-- start of Input rows --

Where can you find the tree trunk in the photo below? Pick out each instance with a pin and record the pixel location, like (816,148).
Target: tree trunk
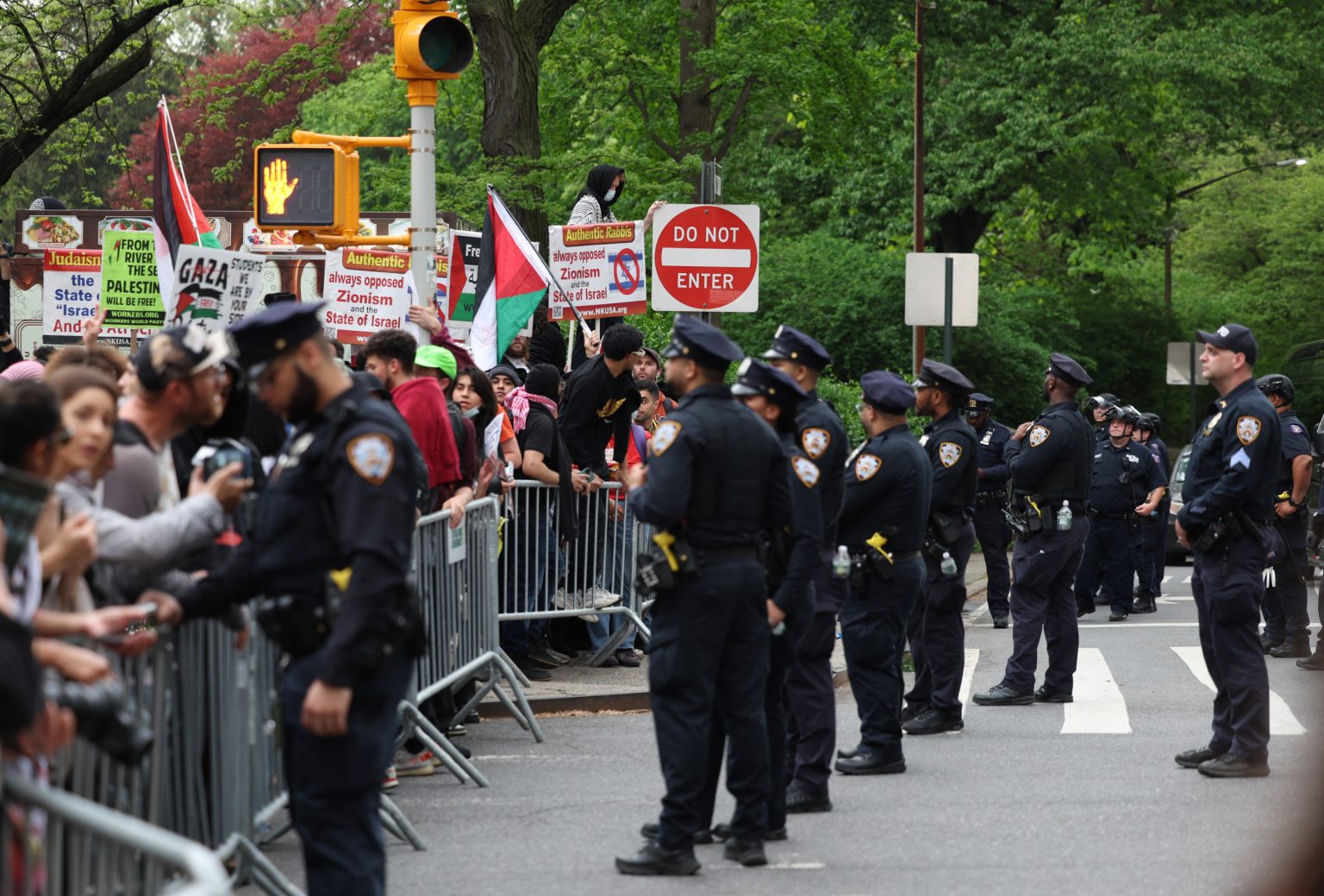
(509,42)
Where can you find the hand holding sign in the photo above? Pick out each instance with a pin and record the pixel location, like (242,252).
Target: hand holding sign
(277,185)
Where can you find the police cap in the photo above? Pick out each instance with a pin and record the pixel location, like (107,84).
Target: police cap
(701,343)
(790,345)
(941,376)
(759,379)
(1066,368)
(1234,338)
(887,390)
(273,331)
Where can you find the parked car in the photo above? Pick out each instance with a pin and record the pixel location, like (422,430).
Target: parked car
(1175,552)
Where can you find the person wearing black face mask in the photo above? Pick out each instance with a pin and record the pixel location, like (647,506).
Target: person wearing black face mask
(593,205)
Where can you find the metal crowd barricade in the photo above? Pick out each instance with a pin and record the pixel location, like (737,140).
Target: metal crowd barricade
(543,582)
(459,599)
(128,853)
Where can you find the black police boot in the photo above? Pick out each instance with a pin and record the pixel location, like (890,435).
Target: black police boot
(1291,650)
(1045,695)
(1234,767)
(935,721)
(802,800)
(747,853)
(653,861)
(866,762)
(1004,696)
(1192,759)
(1315,663)
(913,711)
(702,837)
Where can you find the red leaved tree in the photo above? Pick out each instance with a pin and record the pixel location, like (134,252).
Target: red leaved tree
(237,99)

-- end of Input rows --

> _Task to carry out_
Write out every line of the records above word for word, omitting the pictures.

> _Answer to the exercise_
Where can you find the tree trunk in the photo below? Pick out each instance with a pin and record the pixel location, like (816,148).
Target: tree trunk
(509,42)
Where can you find the hand holding sign in the photo above? Pick out each instance with a pin and record the pixel location, like (242,252).
Target: hand holding sign
(277,185)
Where can you find the police cap in the photo above? Pick out each instance with a pin and record the pixel location, like (107,84).
Target: police cap
(701,343)
(790,345)
(941,376)
(759,379)
(1066,368)
(1234,338)
(887,390)
(273,331)
Where can you find the parked car in the photo above? Pick out each instance with a pin and record the pixel location, like (422,430).
Target: parked car
(1175,552)
Where can you find the person wearing black face mask in the photo above? Pick out each instance with a pin and record the pixel location, like (647,506).
Target: person wearing black face mask
(593,205)
Where can you find the metal crowd barricade in the photo above? Pick out each instance with a pin and record the pixel location, like (737,140).
Target: metal crowd barricade
(543,582)
(459,599)
(128,853)
Where can you find the black police boot in the photo above? Pick out each instance with a pin and record the pixel location, like (890,435).
Target: black police boot
(1291,650)
(1045,695)
(1234,767)
(935,721)
(802,800)
(747,853)
(653,861)
(866,762)
(1004,696)
(1192,759)
(1315,663)
(913,711)
(702,837)
Where can you find the red leaved tree in the photo above? Pick out each instance with a pin and record the pixel location, like (134,252).
Target: red leaved tree
(237,99)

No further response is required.